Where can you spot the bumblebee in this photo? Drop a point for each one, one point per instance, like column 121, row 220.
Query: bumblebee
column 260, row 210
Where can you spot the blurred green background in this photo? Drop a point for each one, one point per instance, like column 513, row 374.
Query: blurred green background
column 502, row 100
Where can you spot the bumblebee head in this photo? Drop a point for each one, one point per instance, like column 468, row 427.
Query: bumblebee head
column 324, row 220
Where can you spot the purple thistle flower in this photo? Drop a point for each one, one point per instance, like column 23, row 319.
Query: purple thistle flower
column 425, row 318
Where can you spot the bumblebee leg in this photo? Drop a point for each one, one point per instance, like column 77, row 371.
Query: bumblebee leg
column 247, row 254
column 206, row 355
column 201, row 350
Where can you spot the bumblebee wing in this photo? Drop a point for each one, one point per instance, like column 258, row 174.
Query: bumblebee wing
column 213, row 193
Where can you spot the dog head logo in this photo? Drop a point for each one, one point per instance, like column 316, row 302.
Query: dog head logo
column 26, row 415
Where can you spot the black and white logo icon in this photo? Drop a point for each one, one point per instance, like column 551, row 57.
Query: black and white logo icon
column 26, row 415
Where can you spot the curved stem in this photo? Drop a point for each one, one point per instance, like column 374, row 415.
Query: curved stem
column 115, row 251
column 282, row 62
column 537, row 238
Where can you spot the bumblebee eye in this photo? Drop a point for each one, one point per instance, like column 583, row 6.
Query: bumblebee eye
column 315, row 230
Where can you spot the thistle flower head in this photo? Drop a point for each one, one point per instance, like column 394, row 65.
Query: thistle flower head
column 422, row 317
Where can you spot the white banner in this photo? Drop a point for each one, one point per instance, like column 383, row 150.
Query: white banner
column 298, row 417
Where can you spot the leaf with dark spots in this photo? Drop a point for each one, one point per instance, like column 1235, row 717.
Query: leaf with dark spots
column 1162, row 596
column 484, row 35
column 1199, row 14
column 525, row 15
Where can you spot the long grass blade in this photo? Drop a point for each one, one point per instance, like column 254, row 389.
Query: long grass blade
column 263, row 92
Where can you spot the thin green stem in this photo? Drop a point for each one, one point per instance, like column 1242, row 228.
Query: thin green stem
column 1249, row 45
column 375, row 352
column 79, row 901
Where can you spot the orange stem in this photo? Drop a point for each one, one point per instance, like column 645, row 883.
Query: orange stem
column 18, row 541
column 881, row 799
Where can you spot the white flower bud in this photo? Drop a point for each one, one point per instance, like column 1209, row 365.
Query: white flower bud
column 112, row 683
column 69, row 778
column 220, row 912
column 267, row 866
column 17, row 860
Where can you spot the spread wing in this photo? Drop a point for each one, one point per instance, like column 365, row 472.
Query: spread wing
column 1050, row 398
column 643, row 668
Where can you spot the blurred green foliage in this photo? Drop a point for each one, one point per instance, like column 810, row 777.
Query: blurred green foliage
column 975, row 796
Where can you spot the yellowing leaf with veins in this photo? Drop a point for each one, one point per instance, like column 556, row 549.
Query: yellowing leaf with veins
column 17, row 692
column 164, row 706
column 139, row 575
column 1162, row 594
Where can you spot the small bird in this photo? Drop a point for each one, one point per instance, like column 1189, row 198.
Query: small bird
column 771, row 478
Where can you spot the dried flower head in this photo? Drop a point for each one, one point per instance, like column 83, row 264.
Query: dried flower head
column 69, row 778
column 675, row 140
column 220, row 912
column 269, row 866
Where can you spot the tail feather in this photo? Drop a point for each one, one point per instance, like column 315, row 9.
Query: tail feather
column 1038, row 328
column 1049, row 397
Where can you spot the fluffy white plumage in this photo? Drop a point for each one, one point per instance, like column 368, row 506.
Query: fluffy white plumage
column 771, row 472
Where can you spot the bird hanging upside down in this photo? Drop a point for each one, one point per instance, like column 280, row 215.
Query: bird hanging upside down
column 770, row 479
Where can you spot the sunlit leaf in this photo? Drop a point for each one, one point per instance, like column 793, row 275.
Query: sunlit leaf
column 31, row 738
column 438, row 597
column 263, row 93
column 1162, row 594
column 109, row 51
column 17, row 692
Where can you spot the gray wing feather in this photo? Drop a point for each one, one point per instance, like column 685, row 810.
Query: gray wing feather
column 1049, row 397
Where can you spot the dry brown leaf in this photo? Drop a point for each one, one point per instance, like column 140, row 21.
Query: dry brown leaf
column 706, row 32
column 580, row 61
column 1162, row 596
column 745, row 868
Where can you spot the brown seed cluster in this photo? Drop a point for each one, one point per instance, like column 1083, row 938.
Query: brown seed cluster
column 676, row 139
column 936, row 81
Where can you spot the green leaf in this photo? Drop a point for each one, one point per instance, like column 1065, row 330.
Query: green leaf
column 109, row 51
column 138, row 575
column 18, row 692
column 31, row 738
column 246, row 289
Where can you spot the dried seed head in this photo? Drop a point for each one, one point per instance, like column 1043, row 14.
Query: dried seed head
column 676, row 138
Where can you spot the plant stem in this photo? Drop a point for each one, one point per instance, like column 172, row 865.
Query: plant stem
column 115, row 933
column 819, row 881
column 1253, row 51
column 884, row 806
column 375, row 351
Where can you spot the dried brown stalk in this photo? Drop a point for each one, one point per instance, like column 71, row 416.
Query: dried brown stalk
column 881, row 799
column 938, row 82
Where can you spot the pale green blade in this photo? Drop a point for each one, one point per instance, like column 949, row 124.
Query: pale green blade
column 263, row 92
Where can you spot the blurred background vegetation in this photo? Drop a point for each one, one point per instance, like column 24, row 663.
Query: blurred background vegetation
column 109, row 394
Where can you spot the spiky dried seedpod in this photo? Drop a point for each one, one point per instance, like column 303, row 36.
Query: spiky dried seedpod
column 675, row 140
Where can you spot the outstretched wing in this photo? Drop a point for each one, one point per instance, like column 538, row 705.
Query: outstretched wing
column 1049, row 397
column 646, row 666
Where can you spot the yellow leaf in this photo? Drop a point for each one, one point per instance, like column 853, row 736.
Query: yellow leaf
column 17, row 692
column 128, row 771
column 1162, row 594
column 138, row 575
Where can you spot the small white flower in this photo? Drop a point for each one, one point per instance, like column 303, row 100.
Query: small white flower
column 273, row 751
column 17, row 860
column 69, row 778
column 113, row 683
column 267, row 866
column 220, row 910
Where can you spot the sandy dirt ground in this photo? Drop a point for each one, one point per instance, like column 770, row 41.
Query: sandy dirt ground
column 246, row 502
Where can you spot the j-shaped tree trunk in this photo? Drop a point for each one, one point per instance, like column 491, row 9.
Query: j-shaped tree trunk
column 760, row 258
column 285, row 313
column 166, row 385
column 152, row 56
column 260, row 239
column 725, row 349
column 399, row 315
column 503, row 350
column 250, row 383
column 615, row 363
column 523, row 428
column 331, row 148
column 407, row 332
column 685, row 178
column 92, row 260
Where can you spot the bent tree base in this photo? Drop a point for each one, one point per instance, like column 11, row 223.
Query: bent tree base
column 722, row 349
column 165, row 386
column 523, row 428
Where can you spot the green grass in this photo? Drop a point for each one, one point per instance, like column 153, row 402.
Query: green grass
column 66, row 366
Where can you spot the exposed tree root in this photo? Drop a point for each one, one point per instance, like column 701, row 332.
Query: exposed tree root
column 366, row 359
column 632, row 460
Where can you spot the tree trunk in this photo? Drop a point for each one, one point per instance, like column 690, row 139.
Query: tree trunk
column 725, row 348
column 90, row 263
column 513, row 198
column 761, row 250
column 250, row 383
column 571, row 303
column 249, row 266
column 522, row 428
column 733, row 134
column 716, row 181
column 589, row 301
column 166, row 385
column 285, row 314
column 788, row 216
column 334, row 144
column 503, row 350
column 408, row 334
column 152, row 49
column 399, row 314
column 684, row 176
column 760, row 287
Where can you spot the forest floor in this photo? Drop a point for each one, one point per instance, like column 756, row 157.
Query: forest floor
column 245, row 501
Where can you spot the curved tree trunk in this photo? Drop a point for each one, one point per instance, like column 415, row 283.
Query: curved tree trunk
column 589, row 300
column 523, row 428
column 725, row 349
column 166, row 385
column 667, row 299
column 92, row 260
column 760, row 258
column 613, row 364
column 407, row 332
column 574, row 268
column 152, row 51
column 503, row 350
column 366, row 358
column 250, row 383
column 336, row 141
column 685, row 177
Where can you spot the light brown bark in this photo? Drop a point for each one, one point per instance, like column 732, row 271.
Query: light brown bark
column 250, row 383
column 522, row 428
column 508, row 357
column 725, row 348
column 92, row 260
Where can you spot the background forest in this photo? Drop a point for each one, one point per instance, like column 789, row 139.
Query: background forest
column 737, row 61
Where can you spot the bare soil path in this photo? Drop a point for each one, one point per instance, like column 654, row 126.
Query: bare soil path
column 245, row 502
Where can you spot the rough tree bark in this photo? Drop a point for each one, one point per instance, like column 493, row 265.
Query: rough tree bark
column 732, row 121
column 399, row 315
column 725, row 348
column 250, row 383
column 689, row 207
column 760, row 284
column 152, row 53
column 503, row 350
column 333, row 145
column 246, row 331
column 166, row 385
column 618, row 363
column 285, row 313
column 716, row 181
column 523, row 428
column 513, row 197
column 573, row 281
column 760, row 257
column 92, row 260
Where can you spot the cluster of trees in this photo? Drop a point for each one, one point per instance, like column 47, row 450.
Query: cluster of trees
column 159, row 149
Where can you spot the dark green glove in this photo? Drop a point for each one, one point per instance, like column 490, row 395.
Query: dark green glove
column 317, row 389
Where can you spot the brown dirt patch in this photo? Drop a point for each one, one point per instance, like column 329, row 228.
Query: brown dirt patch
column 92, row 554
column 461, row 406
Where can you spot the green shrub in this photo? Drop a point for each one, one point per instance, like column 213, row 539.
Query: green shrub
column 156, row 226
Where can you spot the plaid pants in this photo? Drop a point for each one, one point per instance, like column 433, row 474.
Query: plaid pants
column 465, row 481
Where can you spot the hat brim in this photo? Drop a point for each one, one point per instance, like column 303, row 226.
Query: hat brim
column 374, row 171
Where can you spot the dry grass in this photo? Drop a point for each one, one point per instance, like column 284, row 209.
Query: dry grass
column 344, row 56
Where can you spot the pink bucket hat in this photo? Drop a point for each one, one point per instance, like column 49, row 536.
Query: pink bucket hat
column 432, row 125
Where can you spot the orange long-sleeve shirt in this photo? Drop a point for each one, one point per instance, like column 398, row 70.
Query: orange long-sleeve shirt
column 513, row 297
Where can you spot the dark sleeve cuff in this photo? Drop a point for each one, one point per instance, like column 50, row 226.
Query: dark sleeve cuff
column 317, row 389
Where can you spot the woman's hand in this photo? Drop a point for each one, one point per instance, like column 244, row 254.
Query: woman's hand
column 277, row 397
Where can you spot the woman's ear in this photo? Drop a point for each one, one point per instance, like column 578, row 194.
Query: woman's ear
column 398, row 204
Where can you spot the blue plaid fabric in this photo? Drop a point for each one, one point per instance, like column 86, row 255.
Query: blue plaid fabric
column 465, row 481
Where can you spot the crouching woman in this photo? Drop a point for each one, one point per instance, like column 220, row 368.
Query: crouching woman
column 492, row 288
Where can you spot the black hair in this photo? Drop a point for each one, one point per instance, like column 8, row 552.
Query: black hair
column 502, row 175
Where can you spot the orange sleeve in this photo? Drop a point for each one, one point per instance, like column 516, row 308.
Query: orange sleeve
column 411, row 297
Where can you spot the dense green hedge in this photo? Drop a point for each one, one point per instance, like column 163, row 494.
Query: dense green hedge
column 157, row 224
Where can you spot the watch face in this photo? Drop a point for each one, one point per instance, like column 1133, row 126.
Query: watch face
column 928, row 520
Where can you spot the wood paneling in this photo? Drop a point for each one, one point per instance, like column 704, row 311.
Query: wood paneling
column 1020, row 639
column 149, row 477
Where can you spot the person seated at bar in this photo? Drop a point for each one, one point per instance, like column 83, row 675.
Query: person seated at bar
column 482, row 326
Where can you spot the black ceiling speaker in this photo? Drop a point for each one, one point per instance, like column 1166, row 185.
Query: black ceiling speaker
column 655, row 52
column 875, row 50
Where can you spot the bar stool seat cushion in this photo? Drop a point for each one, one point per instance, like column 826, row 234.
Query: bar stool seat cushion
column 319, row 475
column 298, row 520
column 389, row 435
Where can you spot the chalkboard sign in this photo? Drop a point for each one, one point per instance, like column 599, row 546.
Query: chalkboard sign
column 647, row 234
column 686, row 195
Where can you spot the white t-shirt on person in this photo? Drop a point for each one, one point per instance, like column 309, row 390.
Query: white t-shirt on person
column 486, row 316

§

Directive
Can you reproduce the material word for word, starting at the line that contains "Where can you spot the small white" and stopping after the line that contains "column 246, row 502"?

Exercise answer
Where can you spot the small white flower in this photo? Drop a point for each one, one point per instance, like column 303, row 100.
Query: small white flower
column 273, row 751
column 17, row 860
column 69, row 778
column 113, row 683
column 267, row 866
column 220, row 910
Where can you spot the sandy dirt ground in this photo? Drop a point for each one, one point per instance, like column 770, row 41.
Query: sandy dirt ground
column 246, row 502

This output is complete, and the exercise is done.